((

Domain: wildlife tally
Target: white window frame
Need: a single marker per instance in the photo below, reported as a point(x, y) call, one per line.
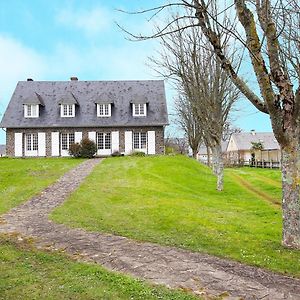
point(139, 109)
point(137, 144)
point(103, 110)
point(67, 110)
point(31, 110)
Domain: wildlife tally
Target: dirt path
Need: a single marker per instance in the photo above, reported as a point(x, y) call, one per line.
point(245, 184)
point(203, 274)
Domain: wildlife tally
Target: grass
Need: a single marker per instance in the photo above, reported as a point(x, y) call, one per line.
point(30, 274)
point(21, 179)
point(173, 201)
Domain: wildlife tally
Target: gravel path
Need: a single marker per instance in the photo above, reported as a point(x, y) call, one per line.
point(203, 274)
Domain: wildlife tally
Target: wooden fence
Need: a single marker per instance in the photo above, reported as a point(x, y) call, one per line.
point(255, 164)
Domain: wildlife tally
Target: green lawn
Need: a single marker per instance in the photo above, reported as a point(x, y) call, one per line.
point(30, 274)
point(20, 179)
point(173, 201)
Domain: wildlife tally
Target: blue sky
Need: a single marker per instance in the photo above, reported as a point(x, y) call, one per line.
point(53, 40)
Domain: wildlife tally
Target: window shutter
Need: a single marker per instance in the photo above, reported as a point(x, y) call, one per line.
point(151, 142)
point(128, 142)
point(55, 143)
point(92, 136)
point(41, 144)
point(18, 144)
point(115, 141)
point(78, 137)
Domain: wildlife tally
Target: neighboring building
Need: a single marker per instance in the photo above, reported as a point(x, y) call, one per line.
point(178, 145)
point(202, 154)
point(44, 117)
point(2, 150)
point(240, 147)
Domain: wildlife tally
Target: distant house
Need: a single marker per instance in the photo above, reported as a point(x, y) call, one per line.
point(202, 154)
point(240, 147)
point(44, 118)
point(2, 150)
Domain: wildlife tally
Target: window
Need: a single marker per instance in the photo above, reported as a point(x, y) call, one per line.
point(67, 110)
point(31, 110)
point(139, 109)
point(139, 140)
point(67, 139)
point(32, 143)
point(104, 110)
point(103, 140)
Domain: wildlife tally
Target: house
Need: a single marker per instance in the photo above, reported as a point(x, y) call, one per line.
point(2, 150)
point(44, 118)
point(240, 145)
point(202, 154)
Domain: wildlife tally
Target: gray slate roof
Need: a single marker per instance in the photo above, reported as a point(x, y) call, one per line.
point(87, 93)
point(243, 140)
point(203, 149)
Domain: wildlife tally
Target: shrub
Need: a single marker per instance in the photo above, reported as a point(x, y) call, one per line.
point(75, 150)
point(138, 153)
point(86, 149)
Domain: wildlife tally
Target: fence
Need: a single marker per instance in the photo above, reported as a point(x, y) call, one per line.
point(255, 164)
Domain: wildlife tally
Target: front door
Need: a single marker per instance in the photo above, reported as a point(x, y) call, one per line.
point(66, 139)
point(31, 144)
point(103, 143)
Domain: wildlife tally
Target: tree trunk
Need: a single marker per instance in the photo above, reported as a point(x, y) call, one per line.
point(208, 155)
point(218, 166)
point(290, 156)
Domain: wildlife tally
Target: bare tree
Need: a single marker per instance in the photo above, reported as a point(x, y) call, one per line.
point(189, 123)
point(206, 92)
point(229, 129)
point(270, 33)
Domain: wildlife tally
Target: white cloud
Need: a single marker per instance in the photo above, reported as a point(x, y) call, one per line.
point(18, 62)
point(91, 22)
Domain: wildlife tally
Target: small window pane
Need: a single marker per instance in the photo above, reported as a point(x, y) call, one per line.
point(29, 110)
point(141, 109)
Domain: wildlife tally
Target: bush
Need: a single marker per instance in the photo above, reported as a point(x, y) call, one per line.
point(138, 153)
point(75, 150)
point(86, 149)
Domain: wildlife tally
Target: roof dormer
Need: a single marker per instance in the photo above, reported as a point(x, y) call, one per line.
point(139, 106)
point(31, 106)
point(68, 106)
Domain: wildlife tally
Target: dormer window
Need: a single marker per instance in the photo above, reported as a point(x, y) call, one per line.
point(67, 110)
point(139, 109)
point(103, 109)
point(31, 110)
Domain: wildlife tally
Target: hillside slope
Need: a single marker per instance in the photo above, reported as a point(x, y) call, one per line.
point(173, 201)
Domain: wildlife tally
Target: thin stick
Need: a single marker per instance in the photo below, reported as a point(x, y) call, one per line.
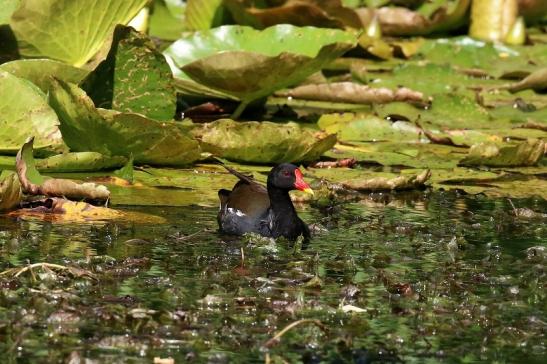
point(274, 340)
point(31, 266)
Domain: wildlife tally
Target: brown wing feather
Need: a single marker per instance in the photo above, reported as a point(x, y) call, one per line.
point(248, 195)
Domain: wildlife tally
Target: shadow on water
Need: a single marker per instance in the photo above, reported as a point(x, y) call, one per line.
point(415, 277)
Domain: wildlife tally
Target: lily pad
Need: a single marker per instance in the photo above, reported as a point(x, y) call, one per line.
point(403, 182)
point(40, 71)
point(351, 92)
point(355, 127)
point(167, 19)
point(250, 64)
point(203, 14)
point(403, 21)
point(23, 112)
point(79, 162)
point(34, 184)
point(112, 133)
point(8, 7)
point(527, 153)
point(10, 192)
point(69, 30)
point(133, 78)
point(262, 142)
point(319, 13)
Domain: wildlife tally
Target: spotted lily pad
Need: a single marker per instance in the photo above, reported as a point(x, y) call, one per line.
point(262, 142)
point(39, 71)
point(526, 153)
point(112, 133)
point(250, 64)
point(133, 78)
point(69, 30)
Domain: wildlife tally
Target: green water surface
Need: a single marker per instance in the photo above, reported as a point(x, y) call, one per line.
point(435, 277)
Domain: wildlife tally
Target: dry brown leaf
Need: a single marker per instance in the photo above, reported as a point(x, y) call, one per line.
point(351, 92)
point(389, 184)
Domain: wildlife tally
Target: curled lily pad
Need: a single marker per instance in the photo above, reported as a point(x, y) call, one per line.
point(39, 71)
point(492, 19)
point(80, 162)
point(112, 133)
point(23, 112)
point(262, 142)
point(250, 64)
point(34, 184)
point(69, 30)
point(403, 21)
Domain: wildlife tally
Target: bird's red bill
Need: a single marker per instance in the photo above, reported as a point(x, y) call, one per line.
point(300, 184)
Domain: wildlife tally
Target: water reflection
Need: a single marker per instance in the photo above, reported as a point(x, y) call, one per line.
point(437, 276)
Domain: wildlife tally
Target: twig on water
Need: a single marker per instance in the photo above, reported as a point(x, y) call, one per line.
point(274, 340)
point(18, 271)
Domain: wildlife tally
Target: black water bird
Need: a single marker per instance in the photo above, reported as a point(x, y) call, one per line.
point(268, 211)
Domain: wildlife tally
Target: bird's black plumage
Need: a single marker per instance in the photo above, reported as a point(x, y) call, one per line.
point(268, 211)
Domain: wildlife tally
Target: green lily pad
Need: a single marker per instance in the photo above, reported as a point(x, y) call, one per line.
point(167, 20)
point(8, 7)
point(527, 153)
point(24, 112)
point(415, 155)
point(203, 14)
point(355, 127)
point(33, 183)
point(262, 142)
point(69, 30)
point(134, 78)
point(112, 133)
point(250, 64)
point(10, 192)
point(79, 162)
point(402, 182)
point(40, 71)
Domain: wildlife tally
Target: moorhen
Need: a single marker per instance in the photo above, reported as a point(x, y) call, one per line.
point(250, 207)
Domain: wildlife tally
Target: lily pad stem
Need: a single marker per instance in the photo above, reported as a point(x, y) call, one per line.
point(239, 110)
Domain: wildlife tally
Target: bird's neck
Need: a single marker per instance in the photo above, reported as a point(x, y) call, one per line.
point(281, 204)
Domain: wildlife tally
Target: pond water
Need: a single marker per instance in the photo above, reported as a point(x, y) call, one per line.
point(418, 277)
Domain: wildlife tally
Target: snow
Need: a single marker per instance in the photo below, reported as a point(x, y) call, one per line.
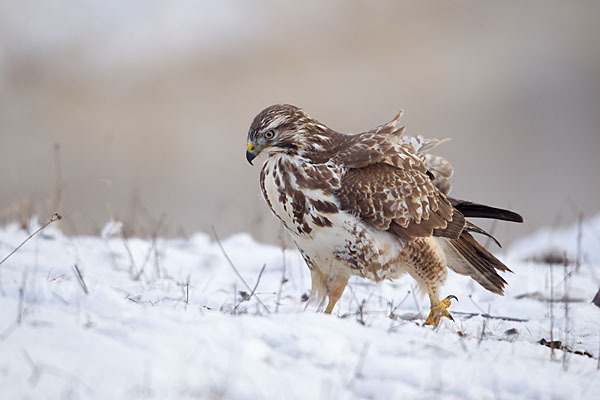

))

Written problem —
Count the lines in the material above that contain the string "window", matching case exactly, and reply with the number alone.

Response to the task —
5